What this task involves: When copying the data, keep every line exactly the same.

Provided records:

###

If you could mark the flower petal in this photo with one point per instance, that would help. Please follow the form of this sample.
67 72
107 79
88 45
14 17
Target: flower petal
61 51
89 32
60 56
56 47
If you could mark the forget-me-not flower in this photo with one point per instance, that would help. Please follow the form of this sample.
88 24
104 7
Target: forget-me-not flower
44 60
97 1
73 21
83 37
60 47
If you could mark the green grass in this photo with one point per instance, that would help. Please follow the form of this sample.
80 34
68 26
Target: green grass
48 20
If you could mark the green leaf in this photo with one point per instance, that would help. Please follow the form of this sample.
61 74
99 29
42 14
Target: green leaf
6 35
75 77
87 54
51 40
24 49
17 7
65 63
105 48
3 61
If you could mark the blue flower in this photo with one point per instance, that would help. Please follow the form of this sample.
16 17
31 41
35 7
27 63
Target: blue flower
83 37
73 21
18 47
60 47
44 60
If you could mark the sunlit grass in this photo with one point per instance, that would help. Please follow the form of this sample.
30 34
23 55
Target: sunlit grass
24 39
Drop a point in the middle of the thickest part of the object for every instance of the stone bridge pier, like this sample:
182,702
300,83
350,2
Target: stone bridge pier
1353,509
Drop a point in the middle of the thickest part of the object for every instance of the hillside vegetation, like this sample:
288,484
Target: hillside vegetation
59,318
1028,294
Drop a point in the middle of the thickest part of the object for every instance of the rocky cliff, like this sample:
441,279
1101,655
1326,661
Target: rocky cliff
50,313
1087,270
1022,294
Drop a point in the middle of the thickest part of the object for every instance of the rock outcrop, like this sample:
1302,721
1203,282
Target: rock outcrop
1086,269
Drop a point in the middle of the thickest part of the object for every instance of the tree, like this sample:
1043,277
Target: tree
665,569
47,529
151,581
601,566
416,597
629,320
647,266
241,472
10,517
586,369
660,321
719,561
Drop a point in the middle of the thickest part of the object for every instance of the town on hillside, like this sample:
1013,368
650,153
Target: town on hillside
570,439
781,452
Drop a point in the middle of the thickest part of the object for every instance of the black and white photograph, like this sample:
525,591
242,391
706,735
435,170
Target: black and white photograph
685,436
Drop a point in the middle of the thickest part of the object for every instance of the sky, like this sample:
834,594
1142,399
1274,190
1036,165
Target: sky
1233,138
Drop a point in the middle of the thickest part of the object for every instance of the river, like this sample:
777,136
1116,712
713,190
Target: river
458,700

###

Output for this task:
If you could mark the flower petal in this photo with one point per instance, that would help. Please follow the form of this sample.
67 72
107 79
88 45
14 17
Target: flower petal
61 51
89 32
60 56
56 47
If you could mark the forget-me-not flower in this photo with one point per instance, that would help. Please follow the form of this sample.
88 24
104 7
Target: forget-me-not flower
44 60
97 1
73 21
83 37
60 47
If you could mark the green grass in this photo with one point per instance, that would help. Please follow the form of this sample.
80 34
68 26
Target: green grass
48 20
If you could mark the green leaf in this photo with one point per instance, that would help. Please follow the form of this sample.
61 74
99 29
42 14
Target: green leaf
6 35
75 77
87 54
51 40
24 49
17 7
65 63
105 48
3 61
If you could mark the blue flower in this photo with one point per instance, that would help. Please follow the form of this sample.
16 17
31 41
35 7
27 63
Target: blue flower
83 37
73 21
18 47
60 47
44 60
If you could mark the sunlit grass in this photo with one point per instance, that would help. Please follow the form of this sample.
30 34
23 55
Target: sunlit grass
24 39
Drop a point in the middle of the thickest part of the object for every instance of the stone bridge pier, like this sample:
182,702
300,83
350,2
Target: stone bridge pier
1353,509
Drop a point in the middle of the thickest part of the object for every instance of the hillside vegetation, like this sample:
288,484
Target: hillside vegetation
59,318
1028,294
Drop a point in the middle of the thickest part of the object for every instance of the rocky cliff, like this sample:
441,279
1101,655
1326,661
Target: rocky cliff
50,313
1087,270
1022,294
Drop a point in the middle of the thickest part of the object for every instance of the rock outcrop, like this sample:
1302,721
1203,282
Target: rock outcrop
1086,269
Drop a point in the middle of the thickest part of the object for every instance of the tree, like this sample:
1043,277
Target: tree
665,569
47,529
151,581
601,566
416,597
629,320
647,266
241,472
10,517
586,369
660,321
719,561
Drop a point in the middle of the thickest part of the object for every instance of the town on hillside, like this sample:
1013,368
650,153
Target: town on hillside
570,439
781,452
Drop a point in the middle of the thickest part of the object for every instance of the black and white photograph, like this sample:
525,591
242,391
706,735
435,170
Target: black and white photograph
685,436
Drop a point in the middle of the thickest part of the object for every instance of the sky, like this sample:
834,594
1142,399
1274,190
1036,165
Target: sky
1233,138
Drop a point in the middle of the thickest part of the object for every instance of the river, like this sample:
777,136
1116,712
713,190
Target: river
458,700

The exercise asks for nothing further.